►
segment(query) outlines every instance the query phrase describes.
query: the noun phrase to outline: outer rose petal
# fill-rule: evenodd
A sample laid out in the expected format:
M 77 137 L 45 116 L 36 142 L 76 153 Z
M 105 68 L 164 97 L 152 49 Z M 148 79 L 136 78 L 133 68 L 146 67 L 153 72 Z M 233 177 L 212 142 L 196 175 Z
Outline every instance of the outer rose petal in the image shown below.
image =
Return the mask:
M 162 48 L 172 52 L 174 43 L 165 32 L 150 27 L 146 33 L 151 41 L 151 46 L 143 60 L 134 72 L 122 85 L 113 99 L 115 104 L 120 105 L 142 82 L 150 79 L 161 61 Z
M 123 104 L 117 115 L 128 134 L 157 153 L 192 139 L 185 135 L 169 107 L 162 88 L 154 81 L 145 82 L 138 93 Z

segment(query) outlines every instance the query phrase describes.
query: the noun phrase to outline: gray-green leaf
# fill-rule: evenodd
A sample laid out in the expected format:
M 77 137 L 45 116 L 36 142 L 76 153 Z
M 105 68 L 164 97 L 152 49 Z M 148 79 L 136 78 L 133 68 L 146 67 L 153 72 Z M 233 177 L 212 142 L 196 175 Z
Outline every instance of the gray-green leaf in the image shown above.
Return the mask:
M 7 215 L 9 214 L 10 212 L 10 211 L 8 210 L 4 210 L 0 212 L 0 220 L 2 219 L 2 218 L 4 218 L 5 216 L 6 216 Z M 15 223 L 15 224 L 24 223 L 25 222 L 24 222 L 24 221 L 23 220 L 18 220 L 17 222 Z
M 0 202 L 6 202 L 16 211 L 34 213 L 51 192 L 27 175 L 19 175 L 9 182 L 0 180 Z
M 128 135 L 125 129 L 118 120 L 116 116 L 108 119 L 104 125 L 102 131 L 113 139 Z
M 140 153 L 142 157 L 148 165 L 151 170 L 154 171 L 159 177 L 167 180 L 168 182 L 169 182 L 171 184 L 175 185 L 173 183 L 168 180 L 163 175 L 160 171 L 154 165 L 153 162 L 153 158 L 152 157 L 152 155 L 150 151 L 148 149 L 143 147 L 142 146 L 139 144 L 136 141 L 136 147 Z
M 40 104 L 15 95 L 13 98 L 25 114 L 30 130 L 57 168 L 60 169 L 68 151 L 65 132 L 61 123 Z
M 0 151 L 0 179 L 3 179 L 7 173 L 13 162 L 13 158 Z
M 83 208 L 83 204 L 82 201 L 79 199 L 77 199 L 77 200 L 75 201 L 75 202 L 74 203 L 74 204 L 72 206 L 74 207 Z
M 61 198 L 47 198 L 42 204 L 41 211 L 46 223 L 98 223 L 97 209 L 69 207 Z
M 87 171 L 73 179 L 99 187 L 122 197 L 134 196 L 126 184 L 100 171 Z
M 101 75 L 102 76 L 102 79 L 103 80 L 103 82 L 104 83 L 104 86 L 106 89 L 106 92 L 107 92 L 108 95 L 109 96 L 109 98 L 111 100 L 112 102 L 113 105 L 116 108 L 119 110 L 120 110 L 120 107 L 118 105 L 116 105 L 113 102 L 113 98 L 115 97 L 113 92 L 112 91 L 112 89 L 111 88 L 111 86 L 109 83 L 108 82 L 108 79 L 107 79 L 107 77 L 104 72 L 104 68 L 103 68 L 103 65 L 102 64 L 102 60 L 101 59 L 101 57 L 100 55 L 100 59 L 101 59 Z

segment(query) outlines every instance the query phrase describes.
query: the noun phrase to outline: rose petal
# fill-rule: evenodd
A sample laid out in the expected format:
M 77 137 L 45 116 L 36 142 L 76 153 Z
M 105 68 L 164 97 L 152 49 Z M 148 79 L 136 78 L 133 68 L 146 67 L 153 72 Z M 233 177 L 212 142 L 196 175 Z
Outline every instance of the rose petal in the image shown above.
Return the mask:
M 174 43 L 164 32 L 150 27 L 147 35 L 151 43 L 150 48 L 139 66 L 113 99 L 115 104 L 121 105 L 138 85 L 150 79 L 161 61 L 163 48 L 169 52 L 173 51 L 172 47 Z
◄
** Your goal **
Convert all the entries above into a single JSON list of strings, with one string per line and blank lines left out.

** Final result **
[
  "segment(query) outlines every instance the query phrase describes.",
  "query: the noun phrase to outline: outer rose petal",
  "# fill-rule: evenodd",
  "A sample laid out in the expected format:",
  "M 77 137 L 45 116 L 36 142 L 76 153 Z",
  "M 105 68 L 164 97 L 152 49 Z M 148 79 L 136 78 L 133 68 L 146 67 L 153 72 Z M 233 177 L 212 142 L 196 175 Z",
  "Outline every instance of the outer rose petal in the image shown below.",
  "image =",
  "Return the mask:",
  "M 162 48 L 172 52 L 174 43 L 165 32 L 150 27 L 146 33 L 151 41 L 151 46 L 143 60 L 134 72 L 122 85 L 113 99 L 115 104 L 120 105 L 142 82 L 150 79 L 161 61 Z",
  "M 123 104 L 117 115 L 128 134 L 157 153 L 192 139 L 185 135 L 169 107 L 162 88 L 154 81 L 145 82 L 138 93 Z",
  "segment(query) outlines every instance the query phrase describes.",
  "query: the noun phrase to outline: gray-green leaf",
  "# fill-rule: evenodd",
  "A sample laid out in the expected format:",
  "M 77 137 L 45 116 L 36 142 L 76 153 Z",
  "M 105 68 L 164 97 L 152 49 Z M 148 79 L 136 78 L 133 68 L 146 67 L 153 72 Z M 233 177 L 212 142 L 196 175 Z",
  "Outline every instance of the gray-green leaf in the image shown above.",
  "Return the mask:",
  "M 7 215 L 9 214 L 10 212 L 10 211 L 8 210 L 4 210 L 0 212 L 0 220 L 2 219 L 2 218 L 4 218 L 5 216 L 6 216 Z M 15 223 L 15 224 L 24 223 L 25 222 L 24 222 L 24 221 L 23 220 L 18 220 L 17 222 Z",
  "M 0 202 L 6 202 L 16 211 L 34 213 L 51 192 L 27 175 L 19 175 L 9 182 L 0 180 Z",
  "M 128 135 L 125 129 L 118 120 L 116 116 L 108 119 L 104 125 L 102 131 L 113 139 Z",
  "M 140 153 L 142 157 L 148 165 L 151 170 L 154 171 L 159 177 L 167 180 L 168 182 L 169 182 L 171 184 L 175 185 L 173 183 L 168 180 L 163 175 L 160 171 L 154 165 L 153 162 L 153 158 L 152 157 L 152 155 L 150 151 L 148 149 L 143 147 L 142 146 L 139 144 L 136 141 L 136 147 Z",
  "M 40 104 L 15 95 L 13 98 L 25 114 L 30 130 L 57 168 L 60 169 L 68 151 L 65 132 L 61 123 Z",
  "M 0 151 L 0 179 L 3 179 L 7 173 L 13 162 L 13 158 Z",
  "M 83 208 L 83 204 L 82 201 L 79 199 L 77 199 L 77 200 L 75 201 L 75 202 L 74 203 L 74 204 L 72 206 L 74 207 Z",
  "M 61 198 L 47 198 L 42 204 L 41 211 L 46 223 L 98 223 L 97 209 L 69 207 Z",
  "M 87 171 L 73 179 L 99 187 L 122 197 L 134 196 L 126 184 L 100 171 Z",
  "M 101 75 L 102 76 L 102 79 L 103 80 L 103 82 L 104 83 L 104 86 L 106 89 L 106 92 L 107 92 L 108 95 L 109 96 L 109 98 L 111 100 L 112 102 L 113 105 L 116 108 L 119 110 L 120 110 L 120 107 L 118 105 L 116 105 L 113 102 L 113 98 L 115 97 L 113 92 L 112 91 L 112 89 L 111 88 L 111 86 L 109 83 L 108 82 L 108 79 L 107 79 L 107 77 L 104 72 L 104 68 L 103 68 L 103 65 L 102 64 L 102 60 L 101 59 L 101 57 L 100 55 L 100 59 L 101 59 Z",
  "segment(query) outlines every instance the query phrase describes.",
  "query: the noun phrase to outline: rose petal",
  "# fill-rule: evenodd",
  "A sample laid out in the expected format:",
  "M 77 137 L 45 116 L 36 142 L 76 153 Z",
  "M 105 68 L 164 97 L 152 49 Z M 148 79 L 136 78 L 133 68 L 146 67 L 153 72 Z M 233 177 L 212 142 L 196 175 Z",
  "Outline every instance of the rose petal in the image shown above.",
  "Return the mask:",
  "M 174 43 L 164 32 L 150 27 L 147 35 L 151 43 L 150 48 L 139 66 L 113 99 L 115 104 L 121 105 L 138 85 L 150 79 L 161 61 L 163 48 L 169 52 L 173 51 L 172 47 Z"
]